Texto proporcionado:
++++++

Editora 3: Un día cansada de la terapia tradicional, voy por recomendación a un consultorio diferente. Primero su secretaria me pregunta cómo estoy, me ofrece una aguapanela, me cuenta un poco de su vida, al final de la charla sé que no quiere que su hijo estudie psicología, “lo juzgarán por cómo se comporte” me dice antes de abrirme la puerta del consultorio, me permito reír, llevo días sin hacerlo. Adentro el médico me pasa un péndulo por el cuerpo, pone algunos cristales entre las piernas, en los brazos y arriba de la cabeza. Me dice que estoy desequilibrada energéticamente, me señala la cabeza, los genitales y el corazón. Después de semanas me permito llorar, me realiza terapia reiki por algunos minutos, me siento caliente. Me receta unas gotas, me enseña algunos ejercicios para hacer en casa, escribir en un papel y dejarlo al lado de un vaso de agua, no lo entiendo muy bien, pero me permito tener fe, es algo diferente. En la noche cuando estoy en mi cama, tampoco puedo dormir, la ansiedad me hace sudar. No puedo para de pensar, le prometí a papá que estaría mejor, sigo sin darme respuestas.
Lo que pienso para mí
Editora 3: Mamá pienso en ti, me regalaste un libro que se titula bola de agua, ¿por fin lo entendiste? Lo viste en mis ojos, sé que te enojaste y luego lloraste, porque esa eres tú, todas las cosas a la vez. Y escribo y me imagino parada a la orilla de un río, todo selvático, como en el pueblo. Y entonces me echo a nadar, y en algún punto paro, me permito flotar, todo ese silencio que necesito. En ese momento siempre llego a una conclusión, no es miedo a la muerte, es miedo a la vida. Mamá hay una razón, todavía no he podido bautizarme en sus aguas.
Editora 1: Pero te conozco y no sé hasta qué punto haces parte de mí. O si lo eres o no, o de dónde surges o porque. No es cuestión de irse o volver, es que te siento a veces más, a veces menos. Te reconozco y me desconozco. No te veo como un monstruo porque me cambiaste. No sé si para bien o para mal.
Editora 2: Tengo la puerta de mi cuarto cerrada, mi papá está en el otro extremo de la casa. Leo y al mismo tiempo veo televisión, ninguna de las dos las hago bien. Suena la puerta, mi papá se ha ido. Me siento sola, aunque no hablaba con él, aunque no nos miráramos, aunque no estuviéramos en el mismo lugar, aun así, me siento sola. Mi nudo tiene muchos nombres y demasiados recuerdos.

++++++

Extractos de un conjunto de datos
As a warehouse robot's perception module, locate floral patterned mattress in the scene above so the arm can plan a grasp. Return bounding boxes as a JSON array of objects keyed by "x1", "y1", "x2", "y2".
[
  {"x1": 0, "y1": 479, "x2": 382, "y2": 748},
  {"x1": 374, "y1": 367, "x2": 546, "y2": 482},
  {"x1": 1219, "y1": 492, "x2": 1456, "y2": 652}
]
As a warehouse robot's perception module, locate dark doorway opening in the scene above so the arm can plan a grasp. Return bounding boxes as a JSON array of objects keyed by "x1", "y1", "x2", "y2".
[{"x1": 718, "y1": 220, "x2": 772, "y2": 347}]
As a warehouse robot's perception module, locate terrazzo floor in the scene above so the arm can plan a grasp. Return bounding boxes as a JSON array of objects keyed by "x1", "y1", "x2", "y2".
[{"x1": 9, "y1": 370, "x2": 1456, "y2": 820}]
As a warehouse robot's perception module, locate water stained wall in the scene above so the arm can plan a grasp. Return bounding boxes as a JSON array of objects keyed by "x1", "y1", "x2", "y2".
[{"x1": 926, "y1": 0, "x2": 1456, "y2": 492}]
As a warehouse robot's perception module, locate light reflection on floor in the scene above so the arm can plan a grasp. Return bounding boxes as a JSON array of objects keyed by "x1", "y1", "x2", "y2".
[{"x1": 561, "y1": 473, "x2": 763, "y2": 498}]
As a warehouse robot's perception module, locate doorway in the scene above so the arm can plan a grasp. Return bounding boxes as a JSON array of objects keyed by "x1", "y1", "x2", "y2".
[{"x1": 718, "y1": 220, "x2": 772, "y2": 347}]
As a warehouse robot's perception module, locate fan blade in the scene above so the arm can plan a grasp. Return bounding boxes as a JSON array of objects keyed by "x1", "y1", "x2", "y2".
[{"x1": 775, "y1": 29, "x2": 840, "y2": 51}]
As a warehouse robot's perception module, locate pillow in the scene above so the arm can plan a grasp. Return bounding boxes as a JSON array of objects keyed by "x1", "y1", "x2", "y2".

++++++

Conjunto de tareas:
[1] Según el texto proporcionado, ¿qué bebida le ofrece la secretaria a la Editora 3?
[2] Devuelve el fragmento del texto proporcionado que empieza con "Lo que pienso" y sigue hasta "en sus aguas.".

Respuestas:
[1] Una aguapanela.

[2]
Lo que pienso para mí
Editora 3: Mamá pienso en ti, me regalaste un libro que se titula bola de agua, ¿por fin lo entendiste? Lo viste en mis ojos, sé que te enojaste y luego lloraste, porque esa eres tú, todas las cosas a la vez. Y escribo y me imagino parada a la orilla de un río, todo selvático, como en el pueblo. Y entonces me echo a nadar, y en algún punto paro, me permito flotar, todo ese silencio que necesito. En ese momento siempre llego a una conclusión, no es miedo a la muerte, es miedo a la vida. Mamá hay una razón, todavía no he podido bautizarme en sus aguas.